» **WRITTEN REQUEST**: Copy the material below word for word, keeping every line unchanged and in its original order.

## START RECORDS TO USE

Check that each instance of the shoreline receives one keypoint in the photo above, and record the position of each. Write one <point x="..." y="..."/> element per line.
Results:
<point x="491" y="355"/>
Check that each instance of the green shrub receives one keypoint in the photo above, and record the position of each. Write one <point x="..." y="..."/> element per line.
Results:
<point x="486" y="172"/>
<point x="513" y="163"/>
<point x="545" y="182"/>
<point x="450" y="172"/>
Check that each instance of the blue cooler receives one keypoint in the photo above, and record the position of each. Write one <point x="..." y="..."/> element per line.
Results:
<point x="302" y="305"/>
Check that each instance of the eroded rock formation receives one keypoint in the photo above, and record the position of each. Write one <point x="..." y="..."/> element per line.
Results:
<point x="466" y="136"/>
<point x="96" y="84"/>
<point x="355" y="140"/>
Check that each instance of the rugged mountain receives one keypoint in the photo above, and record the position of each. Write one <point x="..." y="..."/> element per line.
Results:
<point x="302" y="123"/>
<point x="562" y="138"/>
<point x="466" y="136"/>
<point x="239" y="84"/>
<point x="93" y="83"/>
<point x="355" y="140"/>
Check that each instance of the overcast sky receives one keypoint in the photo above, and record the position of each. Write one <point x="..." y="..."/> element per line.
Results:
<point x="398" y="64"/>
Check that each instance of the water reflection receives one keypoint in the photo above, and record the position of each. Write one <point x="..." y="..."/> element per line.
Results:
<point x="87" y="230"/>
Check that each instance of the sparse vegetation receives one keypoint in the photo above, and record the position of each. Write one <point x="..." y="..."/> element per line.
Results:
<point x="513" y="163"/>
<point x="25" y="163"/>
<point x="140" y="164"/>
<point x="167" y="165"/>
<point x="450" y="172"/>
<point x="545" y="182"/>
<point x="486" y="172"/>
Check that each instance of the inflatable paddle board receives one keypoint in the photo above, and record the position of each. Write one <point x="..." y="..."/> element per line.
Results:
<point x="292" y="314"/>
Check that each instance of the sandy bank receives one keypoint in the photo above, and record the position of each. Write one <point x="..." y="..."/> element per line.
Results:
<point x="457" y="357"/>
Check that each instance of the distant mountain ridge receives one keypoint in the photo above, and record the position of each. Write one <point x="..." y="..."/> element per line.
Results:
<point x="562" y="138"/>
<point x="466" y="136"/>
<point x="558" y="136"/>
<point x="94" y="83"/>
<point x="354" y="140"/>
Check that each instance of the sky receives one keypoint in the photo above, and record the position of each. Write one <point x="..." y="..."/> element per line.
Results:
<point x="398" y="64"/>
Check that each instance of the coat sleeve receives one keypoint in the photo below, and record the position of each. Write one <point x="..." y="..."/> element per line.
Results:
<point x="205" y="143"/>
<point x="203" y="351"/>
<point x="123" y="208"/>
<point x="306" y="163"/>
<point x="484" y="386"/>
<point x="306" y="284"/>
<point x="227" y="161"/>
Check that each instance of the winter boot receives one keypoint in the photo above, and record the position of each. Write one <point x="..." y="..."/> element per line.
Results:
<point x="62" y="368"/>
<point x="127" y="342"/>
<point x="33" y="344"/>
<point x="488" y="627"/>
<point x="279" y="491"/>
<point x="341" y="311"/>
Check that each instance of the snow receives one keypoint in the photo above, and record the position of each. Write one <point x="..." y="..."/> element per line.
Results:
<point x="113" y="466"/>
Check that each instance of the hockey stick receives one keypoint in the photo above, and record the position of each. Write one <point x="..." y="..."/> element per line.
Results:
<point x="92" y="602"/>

## END RECORDS TO USE

» **ANSWER IN FULL**:
Check that each instance of the shoreline receives one keypoint in the photo above, and record the position of each. Write one <point x="..." y="..."/> element per line.
Results:
<point x="491" y="355"/>
Check that each instance of the green shrub receives one keypoint in the photo above, and record the position of each. Write one <point x="..." y="..."/> element per line.
Results:
<point x="486" y="172"/>
<point x="513" y="163"/>
<point x="545" y="182"/>
<point x="450" y="172"/>
Check that each instance of the blue cooler receives one keypoint in the photo above, and record the position of each. Write one <point x="..." y="..."/> element per line.
Results:
<point x="302" y="305"/>
Check that each instance of the eroded rock formation receives one keypoint in the photo above, and record the position of each. Write one <point x="..." y="..."/> element per line.
Results:
<point x="466" y="136"/>
<point x="96" y="84"/>
<point x="355" y="140"/>
Check that each instance of the rugged mountain receives one keypoint in the photo above, and record the position of each. Write one <point x="..." y="..."/> element per line.
Results:
<point x="302" y="123"/>
<point x="562" y="138"/>
<point x="466" y="136"/>
<point x="239" y="84"/>
<point x="93" y="83"/>
<point x="355" y="140"/>
Check that each instance of the overcast sky receives one keypoint in the photo above, and record the position of each. Write one <point x="..." y="..."/> element per line.
Results:
<point x="398" y="64"/>
Check that each instance of the water reflection receives one keypoint in the photo above, and record the position of each. Write one <point x="..." y="..."/> element per line.
Results:
<point x="87" y="230"/>
Check that each instance of the sparse vegetation receives one keypoint in the photo above, and record the position of each. Write one <point x="..." y="..."/> element per line.
Results:
<point x="513" y="163"/>
<point x="25" y="163"/>
<point x="140" y="164"/>
<point x="167" y="165"/>
<point x="450" y="172"/>
<point x="545" y="182"/>
<point x="486" y="172"/>
Check that each instance of the inflatable paddle board receives one keypoint in the photo above, and record the position of each. Write one <point x="..." y="..."/> element per line.
Results:
<point x="292" y="314"/>
Check that each instance of the sandy bank receives one keypoint in the photo above, and record the position of each. Write one <point x="..." y="..."/> element per line.
Results:
<point x="457" y="357"/>
Check that each instance of the distant mountain ridge receives one keypoint in the photo above, and record the position of each. Write one <point x="..." y="..."/> element per line.
Results:
<point x="562" y="138"/>
<point x="466" y="136"/>
<point x="558" y="136"/>
<point x="94" y="83"/>
<point x="354" y="140"/>
Check that each instance of the sky receives one keypoint in the photo above, and record the position of each. Write one <point x="..." y="..."/> element per line.
Results:
<point x="398" y="64"/>
Check that each instance of the coat sleeve receives one keypoint in the photo below, and record the position of each. Write one <point x="..." y="..."/> element per line.
Results:
<point x="205" y="143"/>
<point x="203" y="351"/>
<point x="123" y="208"/>
<point x="306" y="163"/>
<point x="484" y="386"/>
<point x="306" y="284"/>
<point x="227" y="161"/>
Check that each instance of the winter boot receives one keypoint in the photo above, and record the position of each. Write one <point x="..." y="..."/> element per line.
Results:
<point x="62" y="368"/>
<point x="127" y="342"/>
<point x="33" y="344"/>
<point x="488" y="627"/>
<point x="279" y="491"/>
<point x="341" y="311"/>
Check that each instance of the snow receives one keypoint in the photo above, and record the position of each. Write one <point x="..." y="..."/> element per line.
Results:
<point x="113" y="466"/>
Check that each instance of the hockey stick receives one keypoint in the photo above, and record the position of each. Write one <point x="..." y="..."/> element per line.
Results:
<point x="92" y="602"/>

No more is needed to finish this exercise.